WHAT YOU WILL DO
Condense the paragraph in the Jalsa film summary that begins "The story of this film" into a single shorter sentence that keeps its main facts.

Jalsa () is an 2016 Marathi language comedy film directed by Ashutosh Raj. The film stars Bharat Ganeshpure, Sagar Karande, Abhijit Chavan, Ashutosh Raj, Nikhil Wairagar, Girija Joshi and Shital Ahirrao in pivotal roles. Story of the film is written by Ashutosh Raj and Abhiram Bhadkamkar. The film is produced by Studio 9 Entertainment and Ashutosh Raj. In this film, Mansi Naik will be seen performing on song "Bai Vadyavar Ya" as tribute to legendary Marathi actor Nilu Phule. This song is composed by Sameer Saptiskar, choreographed by Rajesh Bidve and sung by Anand Shinde.

Plot
The story of this film is about two youngsters Amar (Ashutosh Raj) & Prem (Nikhil Wairagar) from Pune from rich family, who are keen on taking up acting as their career, much against the wish of their parents. But their maternal uncle (Bharat Ganeshpure) encourages and helps them.

[Saved data entries]
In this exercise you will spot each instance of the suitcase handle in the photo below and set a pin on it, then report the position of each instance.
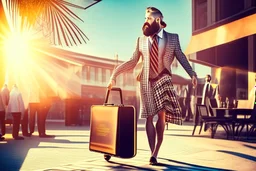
(113, 89)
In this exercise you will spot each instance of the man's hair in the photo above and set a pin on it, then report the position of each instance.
(209, 77)
(157, 13)
(154, 11)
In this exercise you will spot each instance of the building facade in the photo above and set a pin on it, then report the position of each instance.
(224, 38)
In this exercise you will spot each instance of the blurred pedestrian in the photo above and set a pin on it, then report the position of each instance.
(4, 100)
(16, 107)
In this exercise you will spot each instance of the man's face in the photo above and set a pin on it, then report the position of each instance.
(207, 79)
(150, 27)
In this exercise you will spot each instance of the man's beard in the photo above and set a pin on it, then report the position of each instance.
(151, 29)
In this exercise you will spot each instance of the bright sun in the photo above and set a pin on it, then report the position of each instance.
(16, 48)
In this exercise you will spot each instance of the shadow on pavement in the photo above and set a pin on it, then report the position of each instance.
(249, 146)
(245, 156)
(14, 152)
(163, 166)
(190, 166)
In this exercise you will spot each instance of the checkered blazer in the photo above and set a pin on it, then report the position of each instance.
(172, 49)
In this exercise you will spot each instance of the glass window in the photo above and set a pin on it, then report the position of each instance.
(200, 14)
(92, 74)
(107, 74)
(84, 74)
(99, 75)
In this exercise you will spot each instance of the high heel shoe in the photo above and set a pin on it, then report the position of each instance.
(153, 161)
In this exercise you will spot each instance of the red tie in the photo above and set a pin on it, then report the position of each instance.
(154, 55)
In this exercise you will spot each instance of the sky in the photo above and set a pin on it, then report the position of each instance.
(113, 26)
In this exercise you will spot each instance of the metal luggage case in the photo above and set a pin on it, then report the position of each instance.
(113, 129)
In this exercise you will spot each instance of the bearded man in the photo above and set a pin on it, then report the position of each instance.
(157, 48)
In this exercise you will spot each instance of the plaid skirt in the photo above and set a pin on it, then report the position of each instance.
(165, 98)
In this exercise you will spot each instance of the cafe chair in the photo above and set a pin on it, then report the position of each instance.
(203, 118)
(250, 124)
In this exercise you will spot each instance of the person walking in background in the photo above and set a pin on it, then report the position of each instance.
(207, 91)
(16, 107)
(158, 49)
(188, 102)
(4, 100)
(38, 108)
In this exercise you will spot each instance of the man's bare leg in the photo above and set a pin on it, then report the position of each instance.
(160, 126)
(151, 133)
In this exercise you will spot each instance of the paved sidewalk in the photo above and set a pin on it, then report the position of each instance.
(69, 150)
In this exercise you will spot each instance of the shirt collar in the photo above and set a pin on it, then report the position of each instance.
(159, 34)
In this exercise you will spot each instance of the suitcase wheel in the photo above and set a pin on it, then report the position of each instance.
(107, 157)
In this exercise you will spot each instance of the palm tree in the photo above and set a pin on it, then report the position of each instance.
(55, 19)
(55, 15)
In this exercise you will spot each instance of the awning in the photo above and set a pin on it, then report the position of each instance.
(222, 34)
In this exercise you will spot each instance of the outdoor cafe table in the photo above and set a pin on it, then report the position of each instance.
(234, 113)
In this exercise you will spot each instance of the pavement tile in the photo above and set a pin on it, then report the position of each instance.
(69, 150)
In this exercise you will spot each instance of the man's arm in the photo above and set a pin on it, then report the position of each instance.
(182, 58)
(126, 66)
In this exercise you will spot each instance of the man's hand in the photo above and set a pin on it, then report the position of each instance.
(111, 84)
(194, 81)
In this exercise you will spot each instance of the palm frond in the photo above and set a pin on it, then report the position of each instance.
(58, 15)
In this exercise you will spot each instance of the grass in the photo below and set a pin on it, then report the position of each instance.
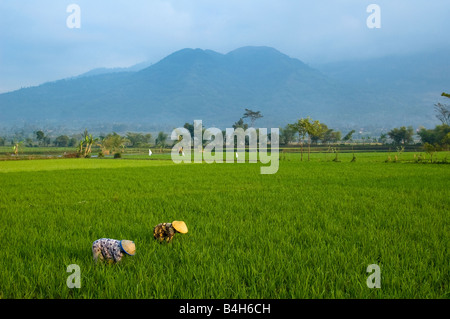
(309, 231)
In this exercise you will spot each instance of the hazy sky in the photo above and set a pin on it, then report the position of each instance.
(36, 44)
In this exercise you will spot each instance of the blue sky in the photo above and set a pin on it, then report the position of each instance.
(37, 46)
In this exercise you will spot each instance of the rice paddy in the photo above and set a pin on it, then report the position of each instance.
(308, 231)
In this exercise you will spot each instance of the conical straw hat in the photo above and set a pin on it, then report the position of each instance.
(128, 247)
(180, 226)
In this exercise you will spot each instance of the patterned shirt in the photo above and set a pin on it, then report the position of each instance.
(106, 248)
(164, 231)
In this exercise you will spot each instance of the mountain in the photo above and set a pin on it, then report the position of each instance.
(193, 84)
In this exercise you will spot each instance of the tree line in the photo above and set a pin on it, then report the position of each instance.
(305, 131)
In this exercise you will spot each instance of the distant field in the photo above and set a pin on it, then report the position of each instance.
(309, 231)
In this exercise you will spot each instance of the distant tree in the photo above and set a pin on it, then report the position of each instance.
(306, 126)
(402, 135)
(331, 136)
(440, 135)
(319, 133)
(240, 124)
(190, 128)
(161, 140)
(17, 147)
(300, 128)
(40, 136)
(383, 138)
(287, 135)
(113, 143)
(138, 139)
(72, 142)
(62, 141)
(348, 136)
(253, 115)
(443, 113)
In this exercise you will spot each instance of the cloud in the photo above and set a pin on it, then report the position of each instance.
(37, 46)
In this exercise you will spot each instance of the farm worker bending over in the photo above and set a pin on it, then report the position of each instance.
(166, 231)
(112, 250)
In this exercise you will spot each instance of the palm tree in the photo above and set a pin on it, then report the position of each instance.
(253, 115)
(161, 140)
(17, 147)
(306, 126)
(300, 127)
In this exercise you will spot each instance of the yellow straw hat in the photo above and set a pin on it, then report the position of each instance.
(128, 247)
(180, 226)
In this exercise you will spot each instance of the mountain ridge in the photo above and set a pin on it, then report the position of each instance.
(203, 84)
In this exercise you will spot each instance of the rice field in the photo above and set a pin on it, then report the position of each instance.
(308, 231)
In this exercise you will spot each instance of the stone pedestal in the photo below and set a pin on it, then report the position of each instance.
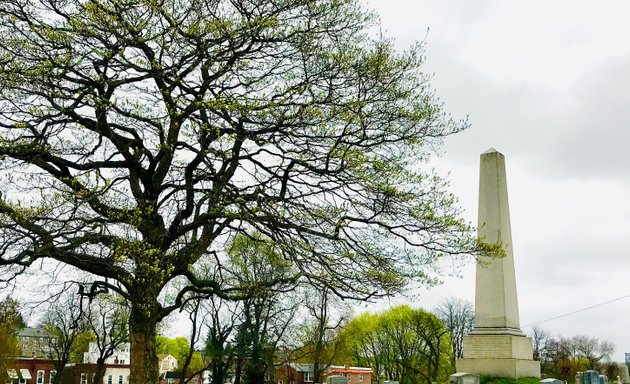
(499, 355)
(496, 346)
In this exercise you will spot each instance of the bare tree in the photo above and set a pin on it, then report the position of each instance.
(540, 337)
(458, 317)
(319, 333)
(66, 322)
(108, 319)
(149, 133)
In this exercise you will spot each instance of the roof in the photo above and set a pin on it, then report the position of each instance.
(172, 375)
(303, 367)
(341, 368)
(33, 332)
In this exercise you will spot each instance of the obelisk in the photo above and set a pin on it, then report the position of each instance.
(496, 346)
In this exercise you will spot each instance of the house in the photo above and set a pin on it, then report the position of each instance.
(122, 355)
(32, 371)
(35, 342)
(86, 373)
(295, 373)
(167, 363)
(355, 375)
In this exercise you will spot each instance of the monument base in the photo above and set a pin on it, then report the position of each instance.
(511, 368)
(494, 354)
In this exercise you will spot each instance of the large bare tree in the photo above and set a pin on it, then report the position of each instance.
(138, 136)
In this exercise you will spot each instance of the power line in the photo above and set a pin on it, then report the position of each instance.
(577, 311)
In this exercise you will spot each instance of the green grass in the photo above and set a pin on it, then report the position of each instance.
(503, 380)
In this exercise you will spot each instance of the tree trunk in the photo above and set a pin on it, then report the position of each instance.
(100, 371)
(143, 329)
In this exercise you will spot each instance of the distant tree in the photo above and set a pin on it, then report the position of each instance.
(319, 333)
(147, 133)
(562, 357)
(219, 349)
(407, 345)
(458, 317)
(593, 350)
(11, 322)
(179, 348)
(540, 337)
(107, 317)
(268, 309)
(65, 321)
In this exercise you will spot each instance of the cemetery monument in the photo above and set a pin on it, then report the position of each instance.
(496, 346)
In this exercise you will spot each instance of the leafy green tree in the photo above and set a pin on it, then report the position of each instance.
(319, 333)
(268, 309)
(11, 321)
(407, 345)
(107, 317)
(149, 132)
(219, 349)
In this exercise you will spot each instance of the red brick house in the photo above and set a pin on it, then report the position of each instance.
(32, 371)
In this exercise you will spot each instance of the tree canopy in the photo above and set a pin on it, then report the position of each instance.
(138, 136)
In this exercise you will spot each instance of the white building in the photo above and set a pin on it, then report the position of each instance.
(167, 363)
(122, 355)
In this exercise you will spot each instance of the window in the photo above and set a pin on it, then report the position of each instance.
(40, 377)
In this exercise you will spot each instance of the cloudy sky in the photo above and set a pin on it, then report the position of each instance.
(547, 83)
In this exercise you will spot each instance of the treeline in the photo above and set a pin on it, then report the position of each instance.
(562, 357)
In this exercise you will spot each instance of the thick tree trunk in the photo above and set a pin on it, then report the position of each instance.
(100, 371)
(143, 329)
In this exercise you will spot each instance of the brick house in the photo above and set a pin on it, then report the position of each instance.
(35, 342)
(32, 371)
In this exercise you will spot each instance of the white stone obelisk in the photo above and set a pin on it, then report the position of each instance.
(496, 346)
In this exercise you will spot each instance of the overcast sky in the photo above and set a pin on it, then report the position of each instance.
(547, 83)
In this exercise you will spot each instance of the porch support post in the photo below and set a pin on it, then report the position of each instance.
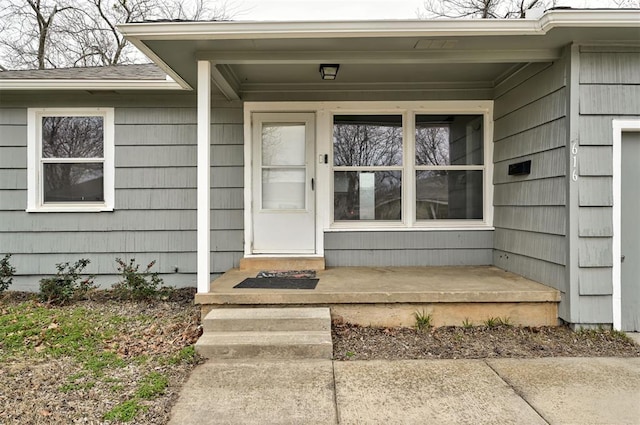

THE SOLUTION
Amar (Ashutosh Raj) and Prem (Nikhil Wairagar), two youngsters from a rich Pune family, want to become actors against their parents' wishes, and their maternal uncle (Bharat Ganeshpure) encourages and helps them.